What you should do: Reproduce the women's college hockey column below word for word, from its headline through its final question.

Extract to read:
-- Begin --

Wednesday Women: Bring on the Frozen Four

Louise Warren (BU - 28), Marie-Philip Poulin (BU - 29) and Kaleigh Fratkin (BU - 13) celebrate Poulin's goal which made it 3-0 early in the second period and stood as the game-winner. (2012 Melissa Wade)

Candace: It’s down to four teams after this past weekend. Three seeds advanced, and there was one upset, as Mercyhurst beat Cornell in OT. Before we get to the games themselves, I want to address something I saw in the highlight video on YouTube here: Right after Kelly Terry gets the goal and she is celebrating, freshman defenseman Sam LaShomb viciously cross-checks her in the back, knocking her to the ice. It happens at about the 59-second mark, and again in an on ice view at 1:09. You pointed out on the USCHO Forum that it’s not the first time LaShomb has engaged in cheap shots after the whistle, as she hooks Maryanne Menefee around the neck after Bozek’s goal about 7 seconds in here:

It would appear that LaShomb should face some sort of sanction and/or suspension from either the WCHA or the NCAA. That cross check on Terry was clearly after the play, and Terry was completely vulnerable. Did you see that happen when you were at the game? You’ve seen several games between North Dakota and Minnesota this year; is that typical of LaShomb?

-- End --

Data:
-- Begin --

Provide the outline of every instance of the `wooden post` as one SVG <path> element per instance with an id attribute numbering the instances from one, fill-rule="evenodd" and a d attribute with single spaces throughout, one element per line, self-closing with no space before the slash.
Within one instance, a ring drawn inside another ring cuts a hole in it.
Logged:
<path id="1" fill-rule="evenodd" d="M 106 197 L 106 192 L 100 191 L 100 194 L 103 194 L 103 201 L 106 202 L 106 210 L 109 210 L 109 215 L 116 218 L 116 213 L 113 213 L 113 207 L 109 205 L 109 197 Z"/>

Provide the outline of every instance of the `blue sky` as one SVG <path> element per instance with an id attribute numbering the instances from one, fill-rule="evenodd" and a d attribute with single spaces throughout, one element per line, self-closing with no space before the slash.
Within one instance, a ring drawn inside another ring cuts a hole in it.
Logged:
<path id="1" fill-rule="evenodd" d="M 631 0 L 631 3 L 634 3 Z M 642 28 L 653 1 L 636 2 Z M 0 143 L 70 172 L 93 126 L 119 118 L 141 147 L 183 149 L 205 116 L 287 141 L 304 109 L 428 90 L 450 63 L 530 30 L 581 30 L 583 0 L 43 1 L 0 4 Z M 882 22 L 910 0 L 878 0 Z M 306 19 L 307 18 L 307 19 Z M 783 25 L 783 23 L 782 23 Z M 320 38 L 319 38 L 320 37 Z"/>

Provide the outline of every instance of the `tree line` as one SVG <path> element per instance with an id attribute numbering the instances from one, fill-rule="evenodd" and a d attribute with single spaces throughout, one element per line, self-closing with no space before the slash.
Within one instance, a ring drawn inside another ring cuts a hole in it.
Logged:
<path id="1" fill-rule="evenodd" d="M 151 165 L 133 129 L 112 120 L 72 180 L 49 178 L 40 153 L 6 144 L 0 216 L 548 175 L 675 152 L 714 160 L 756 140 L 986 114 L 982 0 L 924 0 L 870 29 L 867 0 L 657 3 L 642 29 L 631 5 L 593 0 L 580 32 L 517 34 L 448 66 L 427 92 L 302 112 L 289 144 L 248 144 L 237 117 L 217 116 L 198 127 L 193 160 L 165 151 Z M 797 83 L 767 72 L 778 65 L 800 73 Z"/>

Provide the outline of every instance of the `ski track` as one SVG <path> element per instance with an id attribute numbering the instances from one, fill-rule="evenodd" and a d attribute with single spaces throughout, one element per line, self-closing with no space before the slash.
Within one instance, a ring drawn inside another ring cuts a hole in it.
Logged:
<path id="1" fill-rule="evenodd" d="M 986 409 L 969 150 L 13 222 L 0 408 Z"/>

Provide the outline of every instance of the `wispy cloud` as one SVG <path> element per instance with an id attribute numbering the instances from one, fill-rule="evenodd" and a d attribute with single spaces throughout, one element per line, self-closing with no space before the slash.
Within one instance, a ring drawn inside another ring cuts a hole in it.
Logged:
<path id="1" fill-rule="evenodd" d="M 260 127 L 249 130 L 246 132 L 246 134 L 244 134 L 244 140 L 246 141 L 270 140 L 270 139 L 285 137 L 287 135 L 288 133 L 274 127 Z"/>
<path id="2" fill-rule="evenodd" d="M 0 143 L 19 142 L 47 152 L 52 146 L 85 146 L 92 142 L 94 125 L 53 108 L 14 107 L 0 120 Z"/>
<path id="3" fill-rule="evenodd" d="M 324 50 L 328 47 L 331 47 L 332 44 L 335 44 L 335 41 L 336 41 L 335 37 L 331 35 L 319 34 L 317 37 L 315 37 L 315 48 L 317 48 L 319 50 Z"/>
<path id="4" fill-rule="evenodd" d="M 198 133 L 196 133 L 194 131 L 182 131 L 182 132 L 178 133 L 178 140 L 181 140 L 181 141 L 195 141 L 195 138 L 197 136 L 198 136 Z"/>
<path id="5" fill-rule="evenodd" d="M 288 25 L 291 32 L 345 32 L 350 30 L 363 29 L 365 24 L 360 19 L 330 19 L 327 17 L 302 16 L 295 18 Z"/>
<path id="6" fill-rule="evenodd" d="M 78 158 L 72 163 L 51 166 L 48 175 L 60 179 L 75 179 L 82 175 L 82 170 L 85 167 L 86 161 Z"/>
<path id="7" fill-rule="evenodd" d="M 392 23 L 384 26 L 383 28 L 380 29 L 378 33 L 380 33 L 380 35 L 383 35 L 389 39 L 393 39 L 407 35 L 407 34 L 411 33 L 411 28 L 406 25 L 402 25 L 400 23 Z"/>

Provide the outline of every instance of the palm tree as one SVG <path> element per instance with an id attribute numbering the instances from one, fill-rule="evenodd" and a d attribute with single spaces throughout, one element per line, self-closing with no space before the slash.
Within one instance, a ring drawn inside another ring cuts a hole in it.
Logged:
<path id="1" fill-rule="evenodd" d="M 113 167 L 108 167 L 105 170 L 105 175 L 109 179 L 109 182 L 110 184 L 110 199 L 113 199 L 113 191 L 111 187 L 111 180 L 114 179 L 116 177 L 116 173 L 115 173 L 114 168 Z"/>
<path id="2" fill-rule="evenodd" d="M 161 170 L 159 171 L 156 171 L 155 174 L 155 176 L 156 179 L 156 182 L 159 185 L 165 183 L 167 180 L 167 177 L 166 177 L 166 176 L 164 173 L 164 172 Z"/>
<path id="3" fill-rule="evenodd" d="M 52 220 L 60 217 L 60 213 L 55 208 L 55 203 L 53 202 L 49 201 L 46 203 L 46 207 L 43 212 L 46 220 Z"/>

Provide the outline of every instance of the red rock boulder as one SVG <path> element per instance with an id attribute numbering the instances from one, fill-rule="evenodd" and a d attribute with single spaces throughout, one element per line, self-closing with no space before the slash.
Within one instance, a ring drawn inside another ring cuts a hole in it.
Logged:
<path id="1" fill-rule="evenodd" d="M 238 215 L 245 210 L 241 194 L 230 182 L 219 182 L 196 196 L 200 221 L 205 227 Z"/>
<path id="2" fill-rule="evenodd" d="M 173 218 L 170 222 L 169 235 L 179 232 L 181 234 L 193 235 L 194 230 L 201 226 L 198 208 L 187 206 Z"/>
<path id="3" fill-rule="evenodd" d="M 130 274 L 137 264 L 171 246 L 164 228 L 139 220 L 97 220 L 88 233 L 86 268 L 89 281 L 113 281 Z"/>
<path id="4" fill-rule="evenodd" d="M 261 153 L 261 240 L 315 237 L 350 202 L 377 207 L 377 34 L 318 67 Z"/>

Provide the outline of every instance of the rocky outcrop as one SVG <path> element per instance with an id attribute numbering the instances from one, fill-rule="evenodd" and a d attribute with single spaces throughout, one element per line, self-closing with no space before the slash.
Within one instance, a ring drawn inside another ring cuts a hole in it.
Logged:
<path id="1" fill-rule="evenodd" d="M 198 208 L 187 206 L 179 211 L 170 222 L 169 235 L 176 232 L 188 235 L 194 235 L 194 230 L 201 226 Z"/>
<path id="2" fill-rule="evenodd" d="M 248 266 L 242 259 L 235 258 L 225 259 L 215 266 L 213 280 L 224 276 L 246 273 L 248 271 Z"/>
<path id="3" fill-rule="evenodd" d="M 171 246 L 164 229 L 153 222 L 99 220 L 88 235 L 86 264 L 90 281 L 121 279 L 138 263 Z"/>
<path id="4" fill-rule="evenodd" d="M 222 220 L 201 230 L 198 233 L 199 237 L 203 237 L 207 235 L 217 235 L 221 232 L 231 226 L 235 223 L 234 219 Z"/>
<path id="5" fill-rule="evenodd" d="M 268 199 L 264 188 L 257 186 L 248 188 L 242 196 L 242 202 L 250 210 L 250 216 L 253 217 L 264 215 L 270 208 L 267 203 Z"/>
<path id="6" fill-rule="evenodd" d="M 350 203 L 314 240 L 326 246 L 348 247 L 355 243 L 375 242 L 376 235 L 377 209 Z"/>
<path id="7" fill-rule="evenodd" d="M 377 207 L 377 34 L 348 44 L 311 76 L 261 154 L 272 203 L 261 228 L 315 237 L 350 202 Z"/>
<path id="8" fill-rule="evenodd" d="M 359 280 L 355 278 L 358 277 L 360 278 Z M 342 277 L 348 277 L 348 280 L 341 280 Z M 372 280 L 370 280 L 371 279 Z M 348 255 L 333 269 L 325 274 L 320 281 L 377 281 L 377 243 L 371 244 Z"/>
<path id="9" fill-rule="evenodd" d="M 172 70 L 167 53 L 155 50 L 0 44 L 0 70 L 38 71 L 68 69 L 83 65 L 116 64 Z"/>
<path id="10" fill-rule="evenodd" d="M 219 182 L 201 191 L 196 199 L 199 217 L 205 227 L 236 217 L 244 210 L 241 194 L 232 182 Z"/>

-- End --

Solution to this task:
Wednesday Women: Bring on the Frozen Four

Louise Warren (BU - 28), Marie-Philip Poulin (BU - 29) and Kaleigh Fratkin (BU - 13) celebrate Poulin's goal which made it 3-0 early in the second period and stood as the game-winner. (2012 Melissa Wade)

Candace: It’s down to four teams after this past weekend. Three seeds advanced, and there was one upset, as Mercyhurst beat Cornell in OT. Before we get to the games themselves, I want to address something I saw in the highlight video on YouTube here: Right after Kelly Terry gets the goal and she is celebrating, freshman defenseman Sam LaShomb viciously cross-checks her in the back, knocking her to the ice. It happens at about the 59-second mark, and again in an on ice view at 1:09. You pointed out on the USCHO Forum that it’s not the first time LaShomb has engaged in cheap shots after the whistle, as she hooks Maryanne Menefee around the neck after Bozek’s goal about 7 seconds in here:

It would appear that LaShomb should face some sort of sanction and/or suspension from either the WCHA or the NCAA. That cross check on Terry was clearly after the play, and Terry was completely vulnerable. Did you see that happen when you were at the game? You’ve seen several games between North Dakota and Minnesota this year; is that typical of LaShomb?